Jerico, The Man’s doggie companion for over a decade and my friend since January of 2017, passed away on October 25, 2021. He was a good boy. He is loved and he is missed.

I don’t want to go into all the details of Jerico’s illness and death. It’s just too much. But I will say he had a difficult year, almost exactly a year of pain and decline. At the end, I knew he was suffering. His death was a sort of horrible blessing because I knew it meant an end to that suffering.

The Man and I had parted ways in Taos in June. He took off in search of cooler temperatures. Of course, Jerico went with him.

Jerico on my bed in the van with collage materials in 2017 or 2018.

The Man called after a couple of weeks. Jerico wasn’t doing well. He was in a lot of pain, wasn’t leaving his bed but maybe once a day, wasn’t eating well. I thought maybe this was the end.

I didn’t hear anything, not a peep, from The Man for two months. He didn’t have a phone, and payphones are few and far between out in the world. I thought maybe I’d never hear from him again. I wondered how he and Jerico were doing.

I texted The Man’s sister and asked if she had heard from him, if she knew how Jerico was. She said Jerico was doing great. That seemed like a miracle to me.

On Wednesday, October 20, The Man showed up at my door. I was happy to see him. Jerico was with him, of course. The Man lifted Jerico from the passenger side of the minivan and set him gently on the ground. He walked around, barked, came over to me for pets. When The Man and I talked to each other, Jerico barked for our attention. He seemed like his same bossy self. When it was time to go inside, Jerico hopped up the step into the trailer

On Thursday The Man and Jerico came back to my trailer. The Man said he and Jerico had gone for a little walk that morning and had a nice time. He used my phone to call about a job, then left Jerico with me while he went to an interview. Jerico mostly stayed on the couch, but stood up to bark when the FedEx driver made a delivery. Later, the lady who owns the RV park where I live came over to give me something. I let Jerico out when I went outside to talk to her. He and the landlady had met before and liked each other. He went to her to get some pets, and she obliged. When she stopped petting him, he barked his bossy bark to demand more. When she left, he and I went back into the trailer. He hopped right in with no help from me.

TASKS AND EXERCISES:
**1.** Decide whether each statement below agrees with the text about Jerico, answering yes or no and quoting the deciding words exactly: (a) Jerico died on October 25, 2021. (b) The Man's sister reported that Jerico was in poor health. (c) On Thursday, Jerico needed help to get back into the trailer.
**2.** Extend the text about Jerico, picking up after its last sentence.

[Position annotation records]
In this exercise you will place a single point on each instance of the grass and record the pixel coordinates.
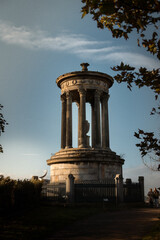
(154, 233)
(40, 222)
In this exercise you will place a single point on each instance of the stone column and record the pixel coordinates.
(97, 118)
(82, 118)
(105, 122)
(78, 123)
(69, 121)
(141, 184)
(63, 122)
(93, 124)
(70, 188)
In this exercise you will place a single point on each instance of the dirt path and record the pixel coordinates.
(130, 224)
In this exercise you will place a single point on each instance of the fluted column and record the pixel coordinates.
(93, 124)
(82, 118)
(69, 120)
(78, 105)
(105, 121)
(97, 119)
(63, 122)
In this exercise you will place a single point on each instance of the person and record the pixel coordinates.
(150, 195)
(156, 197)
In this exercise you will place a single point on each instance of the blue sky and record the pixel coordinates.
(40, 40)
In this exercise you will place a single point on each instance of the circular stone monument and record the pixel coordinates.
(95, 162)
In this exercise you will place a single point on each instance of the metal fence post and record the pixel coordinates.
(119, 188)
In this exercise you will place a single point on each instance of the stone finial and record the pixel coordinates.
(84, 66)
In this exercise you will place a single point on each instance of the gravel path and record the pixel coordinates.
(130, 224)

TASK-BY-TASK RESULTS:
**1.**
(a) Yes: "passed away on October 25, 2021"
(b) No: "She said Jerico was doing great."
(c) No: "He hopped right in with no help from me."

**2.**
All in the bed together while I worked on blog posts, 2019 or 2020.

On Friday, The Man and Jerico came over again so The Man could use my phone. The whole time they were over, Jerico stayed on the couch, lying down. We didn’t realize it at the time, but Jerico wasn’t going to bounce back again.

On Saturday morning, The Man showed up at my door. He asked if he and Jerico could stay in the trailer with me until Jerico passed away. They had been camping on public land and it was dusty and other campers were letting dogs run loose. He didn’t think it was a good environment for Jerico. I said yes. I wanted Jerico to be as comfortable as possible in his last days. The Man warned me it could be two months before Jerico passed. I said they could stay as long as they needed to.

Jerico spent all of Saturday lying down, either on the couch or in his bed that The Man had brought in. He didn’t want to eat and barely drank. The Man and I took turns sitting with him. We made sure someone was always with him. We petted him and sang to him and gave him all the love we could.

We decided we would take him to the vet’s office first thing Monday morning and have her assess Jerico’s situation.

On Sunday, it was obvious that Jerico was not doing well. He didn’t want to go outside. He didn’t want to move from his bed. He didn’t want to eat. The Man and I continued to pet him and love on him and sing to him.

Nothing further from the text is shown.